PASSAGE PRÉSENTÉ
Bonjour
On savait la Sarthe touchée dans ses profondeurs 1, voici que le mal atteint la belle Touraine voisine. Le diagnostic et porté par La Nouvelle République (Mariella Esvant) qui ose un pronostic doublé d’une cartographie. La Sarthe est atteinte, la Touraine l’est aussi, la lèpre des déserts médicaux avance en zone rurale. Mais elle touche déjà le vieux bastion communiste de Saint-Pierre-de-Corps (quinze mille âmes) qui n’aura bientôt plus un seul spécialiste.
« En Indre-et-Loire, près de la moitié des généralistes libéraux sont âgés de plus de 55 ans, un quart à plus de 60 ans. Des chiffres légèrement en dessous de la moyenne nationale et surtout de la moyenne régionale mais qui recouvrent de grandes disparités. Dans le département, qui affiche une densité médicale moyenne plutôt bonne (94,46 pour 100.000 habitants – contre 91,71 à l’échelon national), « le dépeuplement est très partiel », mais les zones les moins bien dotées sont aussi celles où le nombre de médecins proches de la retraite est le plus important, souligne le Dr Claude Neveur, président du conseil de l’ordre régional et spécialiste de la démographie médicale. »
Digues anti-déserts
Des exemples ? Neuvy-le-Roi, à l’extrême au nord du département, a fait dernièrement la une de l’actualité avec le départ précipité de son unique médecin, arrivé quatre ans plus tôt. Cette commune de 1.200 habitants a mis trois mois à retrouver un praticien. Moins spectaculaire, la lente érosion de la démographie médicale est aussi à l’œuvre aux frontières du département, à Château-Renault, Savigné-sur-Lathan et dans l’un des plus anciens villages de Touraine : Yzeures-sur-Creuse. Aux antipodes du terrain (à Orléans) l’ARS serait (dit-on) sur les dents.

EXERCICE
Transcrivez sans rien changer le passage du texte sur les déserts médicaux en Touraine qui s'ouvre sur les mots « Digues anti-déserts » et se clôt sur « sur les dents. ».

EXTRAITS D'ENREGISTREMENTS
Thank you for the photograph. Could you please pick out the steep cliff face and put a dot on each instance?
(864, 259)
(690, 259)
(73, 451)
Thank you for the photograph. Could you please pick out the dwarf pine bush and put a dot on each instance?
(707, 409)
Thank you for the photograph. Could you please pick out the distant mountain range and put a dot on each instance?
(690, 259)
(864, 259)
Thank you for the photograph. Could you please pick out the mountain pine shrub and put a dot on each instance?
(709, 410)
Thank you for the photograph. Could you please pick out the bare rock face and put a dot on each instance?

RÉSULTAT ATTENDU
Digues anti-déserts
Des exemples ? Neuvy-le-Roi, à l’extrême au nord du département, a fait dernièrement la une de l’actualité avec le départ précipité de son unique médecin, arrivé quatre ans plus tôt. Cette commune de 1.200 habitants a mis trois mois à retrouver un praticien. Moins spectaculaire, la lente érosion de la démographie médicale est aussi à l’œuvre aux frontières du département, à Château-Renault, Savigné-sur-Lathan et dans l’un des plus anciens villages de Touraine : Yzeures-sur-Creuse. Aux antipodes du terrain (à Orléans) l’ARS serait (dit-on) sur les dents.